| GIVEN INSTRUCTION |
Find each line in the material below that contains the word "wheel", and copy those lines.

(Entries for pointing and labeling)
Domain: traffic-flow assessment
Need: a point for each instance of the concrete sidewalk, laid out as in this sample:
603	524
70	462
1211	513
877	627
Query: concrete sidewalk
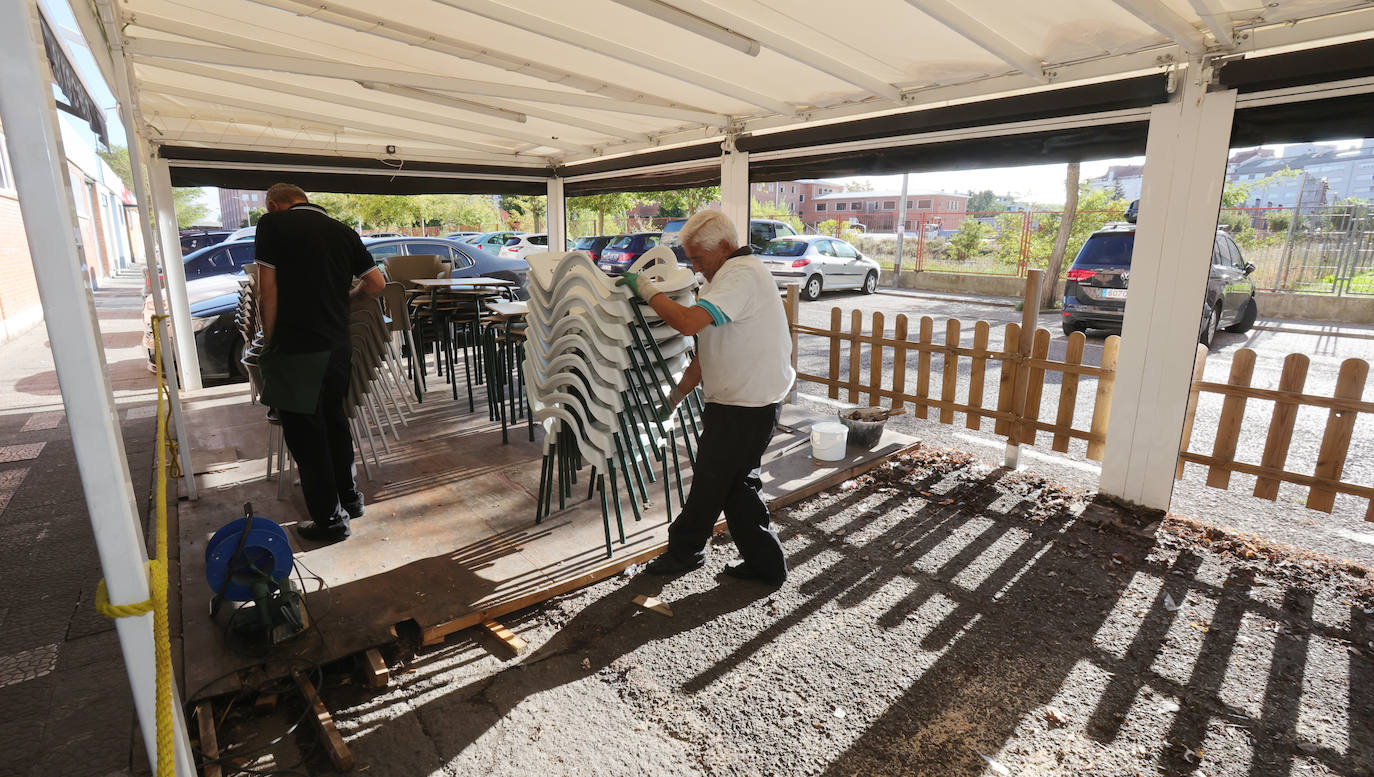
66	700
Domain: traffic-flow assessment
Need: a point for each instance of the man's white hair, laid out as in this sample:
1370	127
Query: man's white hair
708	229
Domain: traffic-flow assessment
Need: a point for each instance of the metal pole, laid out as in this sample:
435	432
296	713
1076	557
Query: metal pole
69	313
902	229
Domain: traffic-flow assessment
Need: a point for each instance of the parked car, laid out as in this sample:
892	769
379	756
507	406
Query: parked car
760	232
624	249
1095	293
467	260
819	264
521	245
592	245
197	240
219	346
492	242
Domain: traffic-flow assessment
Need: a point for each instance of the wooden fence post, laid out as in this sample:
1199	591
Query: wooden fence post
1029	310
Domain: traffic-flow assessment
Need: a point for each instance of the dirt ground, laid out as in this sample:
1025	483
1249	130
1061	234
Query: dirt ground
943	618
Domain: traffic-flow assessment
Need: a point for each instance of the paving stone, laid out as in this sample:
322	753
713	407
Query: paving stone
46	420
28	665
21	452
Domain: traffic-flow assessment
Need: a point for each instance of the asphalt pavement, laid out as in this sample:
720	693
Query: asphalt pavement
1343	533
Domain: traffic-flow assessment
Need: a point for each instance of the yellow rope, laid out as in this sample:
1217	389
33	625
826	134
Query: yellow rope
157	578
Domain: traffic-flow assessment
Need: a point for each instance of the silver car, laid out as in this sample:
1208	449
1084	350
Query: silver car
818	264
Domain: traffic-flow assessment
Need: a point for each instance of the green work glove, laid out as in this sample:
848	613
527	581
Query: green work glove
673	400
638	286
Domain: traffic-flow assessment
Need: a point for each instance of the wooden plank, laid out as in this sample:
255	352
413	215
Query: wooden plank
1102	402
980	364
1006	380
875	360
1336	442
507	637
209	741
834	350
1233	416
855	378
950	380
899	363
1281	423
1068	391
375	671
330	737
1035	387
928	328
1190	413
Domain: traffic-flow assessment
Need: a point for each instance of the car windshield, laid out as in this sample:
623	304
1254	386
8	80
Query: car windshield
785	247
1110	250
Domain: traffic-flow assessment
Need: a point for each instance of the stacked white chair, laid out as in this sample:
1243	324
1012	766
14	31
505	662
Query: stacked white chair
598	365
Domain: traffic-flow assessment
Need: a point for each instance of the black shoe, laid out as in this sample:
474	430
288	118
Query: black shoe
669	564
316	533
741	570
353	507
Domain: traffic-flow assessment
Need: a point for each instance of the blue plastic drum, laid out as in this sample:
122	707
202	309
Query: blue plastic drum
267	552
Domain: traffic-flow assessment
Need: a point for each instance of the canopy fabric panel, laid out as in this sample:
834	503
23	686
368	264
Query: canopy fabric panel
553	83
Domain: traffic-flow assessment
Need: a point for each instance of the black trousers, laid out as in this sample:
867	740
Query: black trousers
726	479
322	445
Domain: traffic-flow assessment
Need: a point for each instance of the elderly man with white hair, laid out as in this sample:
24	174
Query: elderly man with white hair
744	364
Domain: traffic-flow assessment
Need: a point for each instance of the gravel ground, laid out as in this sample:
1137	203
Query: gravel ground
1343	533
941	618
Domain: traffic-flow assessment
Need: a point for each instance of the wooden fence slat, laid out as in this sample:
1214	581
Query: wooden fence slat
1233	415
928	327
1281	424
1068	393
899	363
855	356
1190	413
1007	380
980	365
1035	387
1102	404
1336	442
950	380
836	332
875	360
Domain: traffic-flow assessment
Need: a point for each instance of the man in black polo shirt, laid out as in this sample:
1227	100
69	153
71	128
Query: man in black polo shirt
307	262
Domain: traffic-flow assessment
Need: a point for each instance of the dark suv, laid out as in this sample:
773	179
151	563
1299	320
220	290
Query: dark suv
1094	297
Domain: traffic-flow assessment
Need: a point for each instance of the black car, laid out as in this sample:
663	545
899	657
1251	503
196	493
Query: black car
621	251
592	245
1094	297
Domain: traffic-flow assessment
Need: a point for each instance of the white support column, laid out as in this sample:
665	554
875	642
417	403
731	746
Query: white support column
734	187
555	213
1185	170
30	121
190	367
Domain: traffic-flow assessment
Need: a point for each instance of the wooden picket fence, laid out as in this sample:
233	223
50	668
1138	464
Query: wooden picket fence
1021	368
1343	408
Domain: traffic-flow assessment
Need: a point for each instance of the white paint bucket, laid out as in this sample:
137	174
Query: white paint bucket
827	441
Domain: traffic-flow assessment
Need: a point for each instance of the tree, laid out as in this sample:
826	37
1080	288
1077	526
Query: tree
1061	242
983	202
188	209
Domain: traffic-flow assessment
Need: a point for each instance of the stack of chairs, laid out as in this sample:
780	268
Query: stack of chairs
598	367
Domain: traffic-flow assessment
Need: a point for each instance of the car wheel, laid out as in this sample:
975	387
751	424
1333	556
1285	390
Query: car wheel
1211	321
1246	320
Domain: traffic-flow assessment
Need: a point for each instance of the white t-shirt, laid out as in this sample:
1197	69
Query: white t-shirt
746	350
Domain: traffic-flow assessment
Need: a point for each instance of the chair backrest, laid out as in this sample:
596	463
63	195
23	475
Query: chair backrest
406	269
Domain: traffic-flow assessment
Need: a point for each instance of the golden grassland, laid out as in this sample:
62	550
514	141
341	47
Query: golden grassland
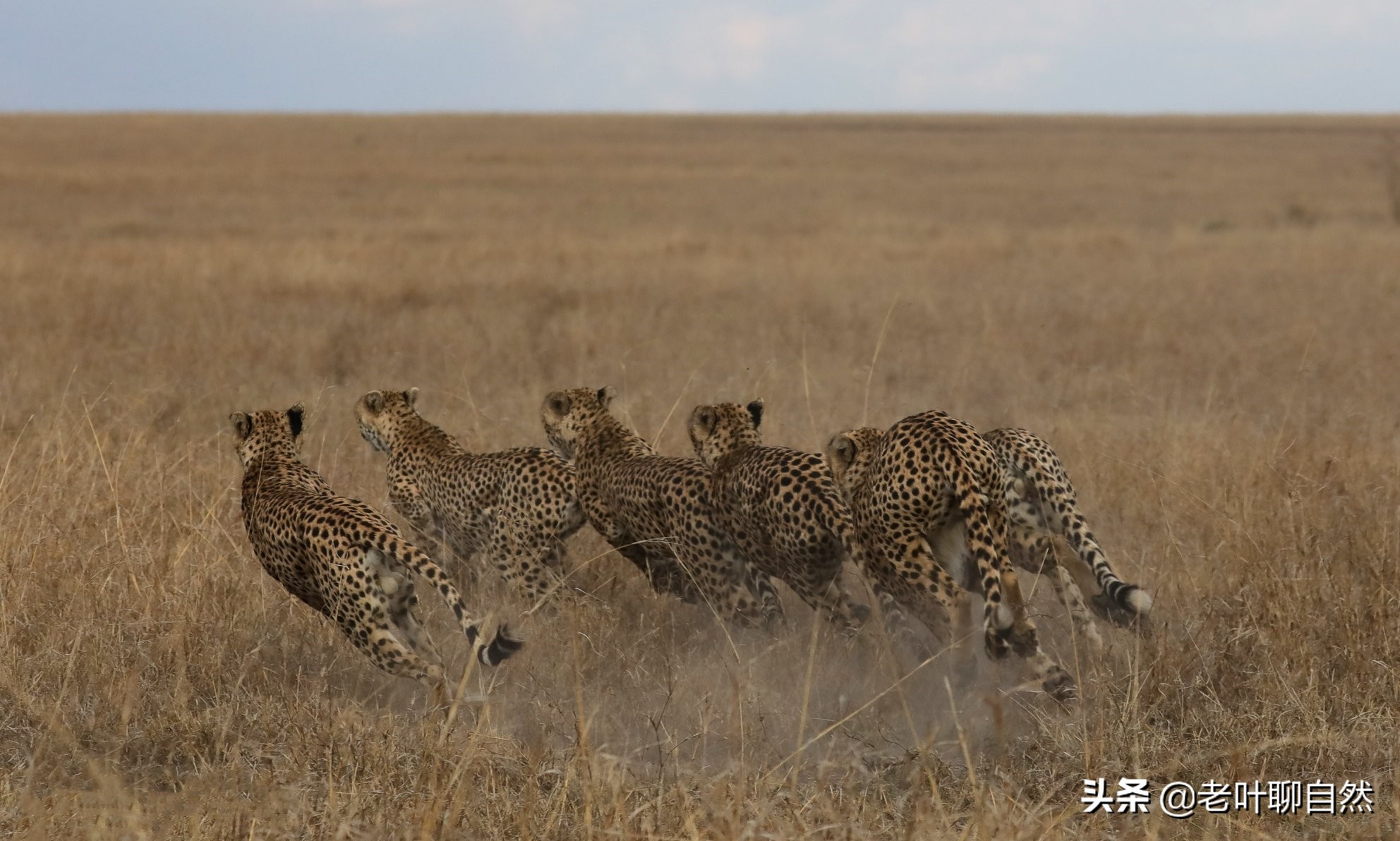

| RESPONSE TO THIS EXERCISE |
Need: a point for each instance of the car wheel, laid out as in this sample:
Query: car wheel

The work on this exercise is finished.